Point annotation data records
· · · ·

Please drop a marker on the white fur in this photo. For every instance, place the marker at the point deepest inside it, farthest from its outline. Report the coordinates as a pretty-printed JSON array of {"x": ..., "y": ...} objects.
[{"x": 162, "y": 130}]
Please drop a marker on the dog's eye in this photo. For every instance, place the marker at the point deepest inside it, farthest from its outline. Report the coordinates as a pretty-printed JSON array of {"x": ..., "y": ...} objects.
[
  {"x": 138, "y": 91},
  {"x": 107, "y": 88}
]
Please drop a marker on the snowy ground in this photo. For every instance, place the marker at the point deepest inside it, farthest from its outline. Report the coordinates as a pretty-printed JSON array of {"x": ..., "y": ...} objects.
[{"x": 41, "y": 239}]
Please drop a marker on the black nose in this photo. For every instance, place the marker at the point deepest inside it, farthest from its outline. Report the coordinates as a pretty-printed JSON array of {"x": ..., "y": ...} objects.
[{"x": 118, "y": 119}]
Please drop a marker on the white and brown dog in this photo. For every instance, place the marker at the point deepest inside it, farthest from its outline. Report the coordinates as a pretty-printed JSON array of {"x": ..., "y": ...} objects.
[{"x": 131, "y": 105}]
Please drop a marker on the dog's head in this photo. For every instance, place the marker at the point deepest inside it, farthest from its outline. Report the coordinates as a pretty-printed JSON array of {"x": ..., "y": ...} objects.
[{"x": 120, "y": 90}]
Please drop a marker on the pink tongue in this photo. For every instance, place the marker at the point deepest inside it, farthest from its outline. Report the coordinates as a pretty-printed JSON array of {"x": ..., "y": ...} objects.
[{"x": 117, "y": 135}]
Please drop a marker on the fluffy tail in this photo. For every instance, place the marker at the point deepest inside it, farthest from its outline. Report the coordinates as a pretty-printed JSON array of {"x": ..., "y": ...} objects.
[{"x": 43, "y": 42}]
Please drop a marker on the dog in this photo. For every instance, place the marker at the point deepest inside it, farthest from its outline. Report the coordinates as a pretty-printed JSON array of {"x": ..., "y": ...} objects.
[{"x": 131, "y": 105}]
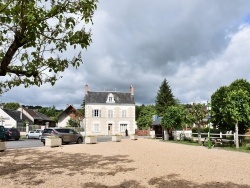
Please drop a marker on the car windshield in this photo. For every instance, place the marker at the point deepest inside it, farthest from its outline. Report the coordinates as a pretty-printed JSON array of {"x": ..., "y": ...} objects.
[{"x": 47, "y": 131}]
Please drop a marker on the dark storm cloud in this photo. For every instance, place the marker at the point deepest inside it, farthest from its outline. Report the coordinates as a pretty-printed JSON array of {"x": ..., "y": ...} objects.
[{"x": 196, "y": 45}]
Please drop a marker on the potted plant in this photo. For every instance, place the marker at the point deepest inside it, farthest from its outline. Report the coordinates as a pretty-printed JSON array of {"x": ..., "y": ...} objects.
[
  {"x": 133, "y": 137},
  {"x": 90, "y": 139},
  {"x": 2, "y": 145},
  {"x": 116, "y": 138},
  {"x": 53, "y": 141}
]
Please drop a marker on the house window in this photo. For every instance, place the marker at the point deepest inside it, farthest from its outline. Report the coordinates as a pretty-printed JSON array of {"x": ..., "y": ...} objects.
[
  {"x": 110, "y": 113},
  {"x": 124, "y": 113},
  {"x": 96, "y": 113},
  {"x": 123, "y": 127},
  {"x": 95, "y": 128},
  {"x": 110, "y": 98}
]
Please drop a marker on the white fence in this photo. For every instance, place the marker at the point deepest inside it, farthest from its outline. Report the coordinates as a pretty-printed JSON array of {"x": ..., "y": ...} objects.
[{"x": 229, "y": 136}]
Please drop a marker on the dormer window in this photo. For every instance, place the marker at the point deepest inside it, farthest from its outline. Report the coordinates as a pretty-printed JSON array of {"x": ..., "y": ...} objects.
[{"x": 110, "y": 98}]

· · · ·

### WRITTEN PROBLEM
Return the data word for word, from the line containing "Please drop a marker on the potted" through the end of the data, inclusive.

### FINAL RESULT
Please drop a marker on the potted plant in this photo. For every instance, place the marker at the point deepest inside it, farthest from its outline. Report the coordinates as a pretty-printed JSON array of {"x": ..., "y": ...} objects.
[
  {"x": 133, "y": 137},
  {"x": 90, "y": 139},
  {"x": 2, "y": 145},
  {"x": 116, "y": 138},
  {"x": 53, "y": 141}
]
Please drop a marker on the house window in this photo. For every instance, place the marker at the point deepest inside it, farthest from its outline. Report the coordinates as a pretty-printed JSON array of {"x": ..., "y": ...} objects.
[
  {"x": 110, "y": 113},
  {"x": 124, "y": 113},
  {"x": 96, "y": 113},
  {"x": 123, "y": 127},
  {"x": 95, "y": 128},
  {"x": 110, "y": 98}
]
Please drop a marker on the white fence in this photo. For every instance, place the marker at the point deepest inside it, farthest from its outline. Report the coordinates as a pretty-printed JSON array of {"x": ..., "y": ...} objects.
[{"x": 229, "y": 136}]
Please drop a marker on the dormer window in this photo. For every instance, place the marker at the point deepest inside it, farthest from its outline. Report the coordinates as a pretty-printed JSON array of {"x": ..., "y": ...} objects.
[{"x": 110, "y": 98}]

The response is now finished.